Records supplied:
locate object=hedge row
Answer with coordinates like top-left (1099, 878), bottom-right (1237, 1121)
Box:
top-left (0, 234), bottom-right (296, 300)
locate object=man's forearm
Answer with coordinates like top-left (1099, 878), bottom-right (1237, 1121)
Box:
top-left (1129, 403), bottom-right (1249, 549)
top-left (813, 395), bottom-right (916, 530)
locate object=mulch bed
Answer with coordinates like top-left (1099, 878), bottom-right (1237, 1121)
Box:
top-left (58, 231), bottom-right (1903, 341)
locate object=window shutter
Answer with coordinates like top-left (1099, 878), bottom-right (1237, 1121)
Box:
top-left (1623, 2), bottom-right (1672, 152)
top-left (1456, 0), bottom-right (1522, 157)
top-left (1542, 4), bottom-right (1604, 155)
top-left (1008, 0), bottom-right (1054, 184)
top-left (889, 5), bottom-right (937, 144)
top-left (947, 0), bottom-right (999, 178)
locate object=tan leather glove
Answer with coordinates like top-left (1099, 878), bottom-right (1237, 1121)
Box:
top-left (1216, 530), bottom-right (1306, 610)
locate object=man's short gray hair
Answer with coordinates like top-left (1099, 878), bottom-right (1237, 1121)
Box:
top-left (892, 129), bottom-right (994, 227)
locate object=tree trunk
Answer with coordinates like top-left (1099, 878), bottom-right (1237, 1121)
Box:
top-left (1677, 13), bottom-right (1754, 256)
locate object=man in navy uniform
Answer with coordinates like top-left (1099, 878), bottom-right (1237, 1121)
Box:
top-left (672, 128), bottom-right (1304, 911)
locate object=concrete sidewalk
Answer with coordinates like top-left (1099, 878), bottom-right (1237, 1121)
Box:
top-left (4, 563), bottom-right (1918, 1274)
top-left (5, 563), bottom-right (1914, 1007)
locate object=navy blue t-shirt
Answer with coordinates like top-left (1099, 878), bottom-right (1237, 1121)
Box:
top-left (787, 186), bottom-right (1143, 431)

==

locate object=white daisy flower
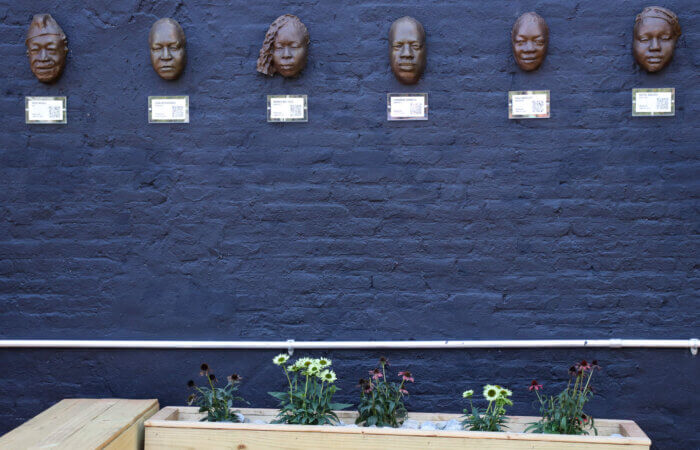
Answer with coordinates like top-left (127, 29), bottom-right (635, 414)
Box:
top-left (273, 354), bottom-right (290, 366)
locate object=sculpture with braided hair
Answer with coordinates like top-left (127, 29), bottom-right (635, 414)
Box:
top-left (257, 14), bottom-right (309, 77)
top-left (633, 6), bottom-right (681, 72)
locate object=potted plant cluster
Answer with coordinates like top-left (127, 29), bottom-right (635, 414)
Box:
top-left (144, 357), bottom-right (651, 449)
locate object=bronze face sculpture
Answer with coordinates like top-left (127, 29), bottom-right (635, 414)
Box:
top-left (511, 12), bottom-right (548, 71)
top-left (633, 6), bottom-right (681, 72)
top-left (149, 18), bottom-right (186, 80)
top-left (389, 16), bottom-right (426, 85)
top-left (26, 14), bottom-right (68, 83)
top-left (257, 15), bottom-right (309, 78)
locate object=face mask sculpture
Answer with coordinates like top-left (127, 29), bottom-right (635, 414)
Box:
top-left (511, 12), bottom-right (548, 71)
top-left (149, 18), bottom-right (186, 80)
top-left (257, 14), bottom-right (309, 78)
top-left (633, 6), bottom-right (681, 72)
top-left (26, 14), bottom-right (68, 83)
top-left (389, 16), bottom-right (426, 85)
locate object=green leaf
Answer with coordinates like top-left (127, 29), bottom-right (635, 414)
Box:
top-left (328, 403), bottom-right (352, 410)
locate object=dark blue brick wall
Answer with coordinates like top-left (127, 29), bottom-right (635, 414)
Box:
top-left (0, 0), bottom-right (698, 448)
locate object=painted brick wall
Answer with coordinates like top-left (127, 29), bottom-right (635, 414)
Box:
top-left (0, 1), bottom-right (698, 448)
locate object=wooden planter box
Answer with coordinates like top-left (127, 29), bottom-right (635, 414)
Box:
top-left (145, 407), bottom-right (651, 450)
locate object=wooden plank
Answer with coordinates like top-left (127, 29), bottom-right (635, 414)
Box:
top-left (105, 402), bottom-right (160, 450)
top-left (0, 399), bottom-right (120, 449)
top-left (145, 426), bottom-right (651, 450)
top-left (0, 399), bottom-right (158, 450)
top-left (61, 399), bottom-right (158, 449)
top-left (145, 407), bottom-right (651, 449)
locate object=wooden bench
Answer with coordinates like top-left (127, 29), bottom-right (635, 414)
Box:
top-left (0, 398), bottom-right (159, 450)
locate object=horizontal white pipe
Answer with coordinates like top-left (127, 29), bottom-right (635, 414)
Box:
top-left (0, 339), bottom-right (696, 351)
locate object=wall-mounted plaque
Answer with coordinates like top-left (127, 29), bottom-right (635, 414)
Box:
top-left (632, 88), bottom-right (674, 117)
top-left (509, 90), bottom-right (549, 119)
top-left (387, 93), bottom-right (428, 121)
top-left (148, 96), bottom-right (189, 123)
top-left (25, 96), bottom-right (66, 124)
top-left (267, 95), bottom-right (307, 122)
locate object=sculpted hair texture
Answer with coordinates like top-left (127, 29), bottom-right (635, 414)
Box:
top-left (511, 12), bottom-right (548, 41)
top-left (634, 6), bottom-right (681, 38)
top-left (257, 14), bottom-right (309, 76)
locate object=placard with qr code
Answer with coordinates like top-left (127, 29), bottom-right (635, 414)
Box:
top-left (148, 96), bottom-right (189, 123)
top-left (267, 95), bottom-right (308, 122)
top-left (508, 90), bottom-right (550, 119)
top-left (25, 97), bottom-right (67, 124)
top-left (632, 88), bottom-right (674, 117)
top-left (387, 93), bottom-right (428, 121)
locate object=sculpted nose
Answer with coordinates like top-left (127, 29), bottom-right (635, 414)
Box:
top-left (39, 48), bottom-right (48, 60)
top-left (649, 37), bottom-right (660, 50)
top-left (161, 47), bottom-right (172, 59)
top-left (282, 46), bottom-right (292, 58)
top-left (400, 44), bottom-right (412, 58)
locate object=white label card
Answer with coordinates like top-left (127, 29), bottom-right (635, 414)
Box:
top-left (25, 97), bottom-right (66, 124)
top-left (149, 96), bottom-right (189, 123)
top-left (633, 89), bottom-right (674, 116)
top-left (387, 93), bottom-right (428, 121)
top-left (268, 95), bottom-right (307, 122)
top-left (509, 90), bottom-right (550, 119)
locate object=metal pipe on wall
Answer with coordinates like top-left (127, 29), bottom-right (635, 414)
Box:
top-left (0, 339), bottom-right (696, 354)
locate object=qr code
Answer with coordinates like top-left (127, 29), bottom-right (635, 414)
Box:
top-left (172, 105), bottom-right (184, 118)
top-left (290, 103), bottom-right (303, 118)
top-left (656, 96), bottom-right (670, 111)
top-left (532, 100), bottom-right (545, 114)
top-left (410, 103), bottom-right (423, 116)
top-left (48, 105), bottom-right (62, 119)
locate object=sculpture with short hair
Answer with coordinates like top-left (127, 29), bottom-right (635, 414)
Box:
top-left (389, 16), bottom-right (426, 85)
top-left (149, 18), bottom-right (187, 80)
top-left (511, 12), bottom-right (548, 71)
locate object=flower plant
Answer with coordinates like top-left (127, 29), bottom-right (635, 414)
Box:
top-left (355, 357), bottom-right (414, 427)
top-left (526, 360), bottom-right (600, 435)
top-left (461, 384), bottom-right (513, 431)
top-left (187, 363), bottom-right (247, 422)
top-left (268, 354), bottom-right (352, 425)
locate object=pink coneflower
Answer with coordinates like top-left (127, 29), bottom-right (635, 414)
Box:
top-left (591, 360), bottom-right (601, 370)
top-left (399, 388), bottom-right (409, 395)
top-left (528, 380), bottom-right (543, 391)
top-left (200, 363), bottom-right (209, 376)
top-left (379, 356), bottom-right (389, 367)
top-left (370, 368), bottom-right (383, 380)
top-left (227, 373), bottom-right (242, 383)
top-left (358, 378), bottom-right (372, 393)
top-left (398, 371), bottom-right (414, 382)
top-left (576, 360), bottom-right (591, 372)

---

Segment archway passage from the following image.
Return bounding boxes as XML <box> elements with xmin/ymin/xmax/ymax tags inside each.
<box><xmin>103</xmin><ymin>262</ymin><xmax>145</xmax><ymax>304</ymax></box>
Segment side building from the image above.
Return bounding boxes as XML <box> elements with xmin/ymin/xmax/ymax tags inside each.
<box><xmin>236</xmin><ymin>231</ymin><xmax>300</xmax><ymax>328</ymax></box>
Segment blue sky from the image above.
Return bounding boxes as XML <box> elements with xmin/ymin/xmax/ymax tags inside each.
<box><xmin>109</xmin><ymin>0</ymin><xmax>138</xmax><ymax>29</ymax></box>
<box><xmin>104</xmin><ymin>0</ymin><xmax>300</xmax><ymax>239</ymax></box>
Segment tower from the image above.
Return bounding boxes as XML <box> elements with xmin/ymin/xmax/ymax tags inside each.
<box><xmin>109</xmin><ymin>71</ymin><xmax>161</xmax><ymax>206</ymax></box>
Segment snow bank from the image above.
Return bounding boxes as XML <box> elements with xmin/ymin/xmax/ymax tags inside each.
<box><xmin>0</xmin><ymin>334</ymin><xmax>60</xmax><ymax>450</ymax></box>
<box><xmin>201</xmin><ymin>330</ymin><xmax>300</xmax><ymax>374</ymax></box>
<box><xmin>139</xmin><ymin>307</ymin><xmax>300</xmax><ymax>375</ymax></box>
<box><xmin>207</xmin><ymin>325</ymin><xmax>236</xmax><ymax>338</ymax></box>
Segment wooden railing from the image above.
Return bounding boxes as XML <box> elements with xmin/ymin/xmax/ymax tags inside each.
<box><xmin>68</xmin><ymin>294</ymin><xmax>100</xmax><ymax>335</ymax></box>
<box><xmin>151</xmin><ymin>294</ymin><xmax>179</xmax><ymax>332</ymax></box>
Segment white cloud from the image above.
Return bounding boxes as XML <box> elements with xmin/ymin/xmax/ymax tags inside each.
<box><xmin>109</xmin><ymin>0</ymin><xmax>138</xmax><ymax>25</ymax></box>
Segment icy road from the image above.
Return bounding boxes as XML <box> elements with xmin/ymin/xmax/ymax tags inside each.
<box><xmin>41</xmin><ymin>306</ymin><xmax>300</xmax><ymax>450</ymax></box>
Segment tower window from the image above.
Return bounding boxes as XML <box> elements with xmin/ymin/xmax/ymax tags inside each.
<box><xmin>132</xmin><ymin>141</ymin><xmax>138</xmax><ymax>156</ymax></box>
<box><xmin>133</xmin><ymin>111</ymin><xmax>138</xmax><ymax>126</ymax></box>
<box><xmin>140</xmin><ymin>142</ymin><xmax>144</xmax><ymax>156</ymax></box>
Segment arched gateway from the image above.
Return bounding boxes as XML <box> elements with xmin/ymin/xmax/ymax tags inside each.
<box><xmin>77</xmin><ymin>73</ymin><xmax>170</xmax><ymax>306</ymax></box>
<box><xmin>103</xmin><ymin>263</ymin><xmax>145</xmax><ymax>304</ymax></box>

To do: Starting at the line that contains "locate object=hedge row" and stopping after the line that contains "locate object=concrete sidewalk", write out every line exactly as it appears above, and no other line.

Solved exercise:
locate object=hedge row
Answer with coordinates like top-left (1099, 878), bottom-right (1237, 1121)
Box:
top-left (0, 234), bottom-right (296, 300)
locate object=man's forearm
Answer with coordinates like top-left (1099, 878), bottom-right (1237, 1121)
Box:
top-left (1129, 403), bottom-right (1249, 549)
top-left (813, 395), bottom-right (916, 530)
locate object=mulch bed
Answer with coordinates like top-left (1099, 878), bottom-right (1237, 1121)
Box:
top-left (58, 231), bottom-right (1903, 341)
locate object=window shutter
Answer with coordinates like top-left (1099, 878), bottom-right (1237, 1121)
Box:
top-left (1623, 2), bottom-right (1672, 152)
top-left (1456, 0), bottom-right (1522, 157)
top-left (1542, 4), bottom-right (1604, 155)
top-left (1008, 0), bottom-right (1054, 184)
top-left (889, 5), bottom-right (937, 144)
top-left (947, 0), bottom-right (999, 178)
locate object=tan leather glove
Answer with coordinates like top-left (1099, 878), bottom-right (1237, 1121)
Box:
top-left (1216, 530), bottom-right (1306, 610)
locate object=man's short gray hair
Answer with coordinates like top-left (1099, 878), bottom-right (1237, 1121)
Box:
top-left (892, 129), bottom-right (994, 227)
locate object=tree trunk
Answer with coordinates like top-left (1099, 878), bottom-right (1237, 1121)
Box:
top-left (1677, 13), bottom-right (1754, 256)
locate object=man in navy uniform
Answer with coordinates like top-left (1099, 878), bottom-right (1237, 1121)
Box:
top-left (672, 128), bottom-right (1304, 911)
locate object=concrete sidewalk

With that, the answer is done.